▸ **CHALLENGE 1**: Retype the part of the aquarium forum thread that runs from "## imported_russell (Sep" down to "I trim, huh?", keeping every word and mark.

# [Wet Thumb Forum]-Amphiprion tank pics



## Amphiprion (Jul 12, 2005)

Here's a recent pic of my 40 gallon breeder. Followed everyone's advice on macro dosing and levels-and it worked too well. I only have three problems so far:I cant keep my aquascape in place long enough before plants grow everywhere (usually within 3 to 4 days!); I am new at aquascaping and havent got the hang of it yet; my solenoid and controller wont always work. But I have been lurking mainly and posting some, so I thought it was time for a pic. Any suggestions, criticisms, etc are more than welcome.


----------



## Pete City (Sep 18, 2004)

You can't complain about growth now can you.
I would start to check out some other hobbyists aquascapes and try to copy the ones you like. No matter how hard you try your aquascape will never look the same as someone else, so don't worry about being a copy cat.
Know start trimming that tank!


----------



## imported_BSS (Apr 14, 2004)

You've taken the first step, Grasshopper! Now, as quickly as you can, take up all those plants and try something totally different







. (And, if none of that makes any sense, then I guess I'm dating myself!).

It feels good to be able to make plants prosper, doesn't it.


----------



## imported_russell (Sep 14, 2004)

one good bit of advice i can give you is to trim back any overgrown plants. they will eventuall shade out and kill the plants below them. even the tops of one species can kill it's stems below.


----------



## Amphiprion (Jul 12, 2005)

Yeah, I know it is overgrown many times over. The problem is that after trimming, it gets that way again after about 3 days. This tank is actually at a relative's house, so I can only be there about once or twice a week, so I guess Ill have to get pics a day or so after I trim, huh?


----------



## Ben C (Apr 16, 2006)

hey amphiprion,

i like you tank very much, but i have one quick Q. if your other two tanks are marine, why is this one a "breeder" and not your main planted tank. What are you breeding in there? 

yeah, would be good to see it after a trim as well. 

thanks


----------



## Amphiprion (Jul 12, 2005)

Sorry about that Ben C, I was by no means trying to be esoteric. A 40 breeder is the style of tank (in regards to its dimensions)and not necessarily devoted to breed fish. The tank is 36" x 18" x 16" (LxWxH), so is actually shorter and wider than similar volume tanks. Oh, and I dont really purposefully breed anything, but a few fish do reproduce, such as cory cats, tetras, and SAEs (never managed to get SAE fry to live, though.)


----------

Dataset rows showing where objects appear
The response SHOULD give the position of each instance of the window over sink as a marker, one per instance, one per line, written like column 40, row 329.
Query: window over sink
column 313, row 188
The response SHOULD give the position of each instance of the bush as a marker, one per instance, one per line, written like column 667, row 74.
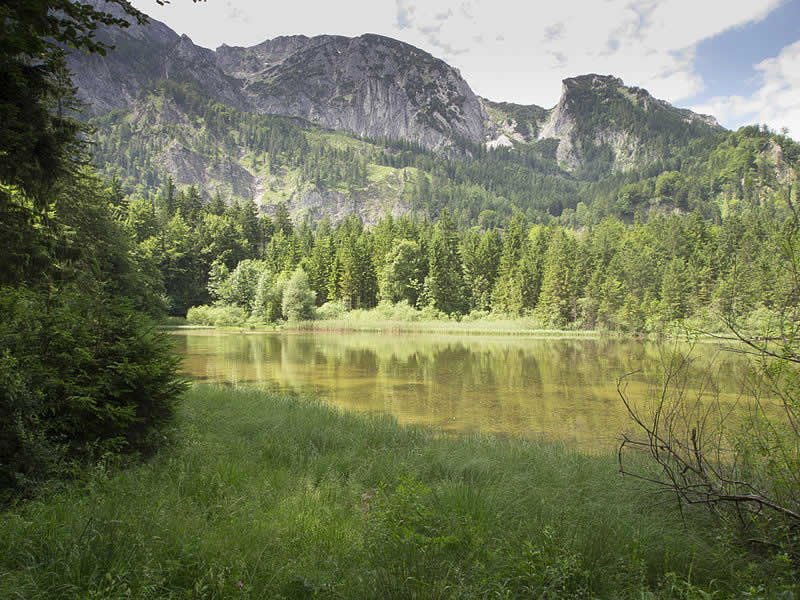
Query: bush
column 80, row 375
column 217, row 315
column 298, row 299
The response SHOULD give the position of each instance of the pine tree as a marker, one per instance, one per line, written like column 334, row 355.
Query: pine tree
column 445, row 281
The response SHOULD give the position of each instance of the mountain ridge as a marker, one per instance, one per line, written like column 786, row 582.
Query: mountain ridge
column 369, row 85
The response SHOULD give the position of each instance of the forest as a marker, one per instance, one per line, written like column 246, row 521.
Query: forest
column 121, row 479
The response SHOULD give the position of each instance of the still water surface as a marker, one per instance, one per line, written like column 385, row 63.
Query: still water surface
column 545, row 388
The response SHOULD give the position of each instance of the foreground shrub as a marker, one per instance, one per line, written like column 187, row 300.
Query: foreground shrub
column 80, row 375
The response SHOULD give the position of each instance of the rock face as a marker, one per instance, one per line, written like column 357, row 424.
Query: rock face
column 369, row 85
column 379, row 87
column 598, row 119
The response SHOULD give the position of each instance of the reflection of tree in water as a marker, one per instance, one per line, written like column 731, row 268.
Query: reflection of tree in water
column 561, row 389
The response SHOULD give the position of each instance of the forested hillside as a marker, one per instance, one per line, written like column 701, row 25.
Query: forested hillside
column 669, row 246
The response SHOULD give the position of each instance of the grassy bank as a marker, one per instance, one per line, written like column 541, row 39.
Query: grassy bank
column 266, row 496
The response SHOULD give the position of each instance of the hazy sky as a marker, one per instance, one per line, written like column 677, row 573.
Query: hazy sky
column 738, row 60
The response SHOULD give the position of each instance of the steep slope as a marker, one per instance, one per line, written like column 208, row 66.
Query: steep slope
column 601, row 126
column 369, row 85
column 143, row 55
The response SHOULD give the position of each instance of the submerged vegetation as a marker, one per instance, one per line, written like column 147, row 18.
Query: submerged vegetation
column 268, row 496
column 255, row 495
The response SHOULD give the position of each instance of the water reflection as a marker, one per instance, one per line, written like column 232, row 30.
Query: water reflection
column 559, row 389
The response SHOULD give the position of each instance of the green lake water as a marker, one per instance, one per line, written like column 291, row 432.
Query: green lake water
column 560, row 389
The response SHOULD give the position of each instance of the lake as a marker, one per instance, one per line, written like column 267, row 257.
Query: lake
column 560, row 389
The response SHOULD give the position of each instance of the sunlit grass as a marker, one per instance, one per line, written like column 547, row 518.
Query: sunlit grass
column 267, row 496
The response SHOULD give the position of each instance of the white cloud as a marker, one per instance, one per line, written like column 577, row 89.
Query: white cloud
column 506, row 49
column 649, row 43
column 776, row 102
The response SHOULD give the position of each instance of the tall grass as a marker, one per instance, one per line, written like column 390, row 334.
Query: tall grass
column 405, row 318
column 268, row 496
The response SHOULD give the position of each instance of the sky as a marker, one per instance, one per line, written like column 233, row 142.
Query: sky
column 736, row 60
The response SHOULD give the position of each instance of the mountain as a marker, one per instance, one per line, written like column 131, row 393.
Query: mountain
column 329, row 125
column 379, row 87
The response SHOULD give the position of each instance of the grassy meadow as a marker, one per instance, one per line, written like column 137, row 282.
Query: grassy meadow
column 272, row 496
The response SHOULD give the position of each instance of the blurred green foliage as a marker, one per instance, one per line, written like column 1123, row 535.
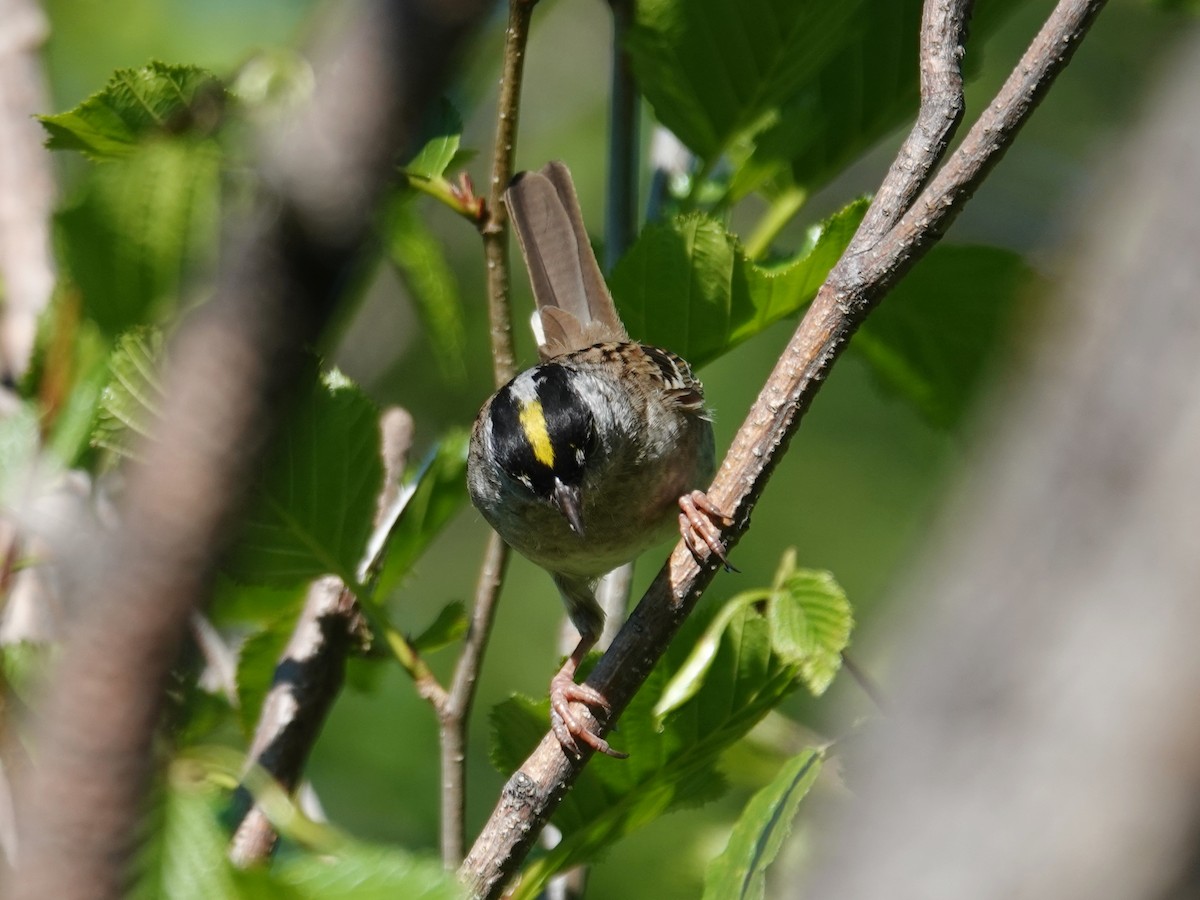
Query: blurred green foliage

▸ **CHALLENGE 2**: Convert the records into a Markdown table with the columns Number and Line, covering only everything from the line containing "147, row 18." down to the line containing "column 267, row 496", with both of those lines included and blank lines left out.

▸ **CORRECT OUTPUT 1**:
## imported_russell (Sep 14, 2004)

one good bit of advice i can give you is to trim back any overgrown plants. they will eventuall shade out and kill the plants below them. even the tops of one species can kill it's stems below.


----------



## Amphiprion (Jul 12, 2005)

Yeah, I know it is overgrown many times over. The problem is that after trimming, it gets that way again after about 3 days. This tank is actually at a relative's house, so I can only be there about once or twice a week, so I guess Ill have to get pics a day or so after I trim, huh?

▸ **CORRECT OUTPUT 2**:
| Number | Line |
|---|---|
| 1 | The response SHOULD give the position of each instance of the submerged vegetation as a marker, one per instance, one per line, written like column 147, row 18. |
| 2 | Query: submerged vegetation |
| 3 | column 268, row 496 |
| 4 | column 255, row 495 |
| 5 | The response SHOULD give the position of each instance of the water reflection as a marker, one per instance, one per line, written like column 232, row 30. |
| 6 | Query: water reflection |
| 7 | column 559, row 389 |
| 8 | The response SHOULD give the position of each instance of the green lake water as a marker, one per instance, one per line, written like column 291, row 432. |
| 9 | Query: green lake water |
| 10 | column 560, row 389 |
| 11 | The response SHOULD give the position of each instance of the lake as a marker, one per instance, one per line, written like column 267, row 257. |
| 12 | Query: lake |
| 13 | column 560, row 389 |
| 14 | The response SHOULD give the position of each instance of the sunlit grass as a marker, one per instance, one per line, written like column 547, row 518. |
| 15 | Query: sunlit grass |
| 16 | column 267, row 496 |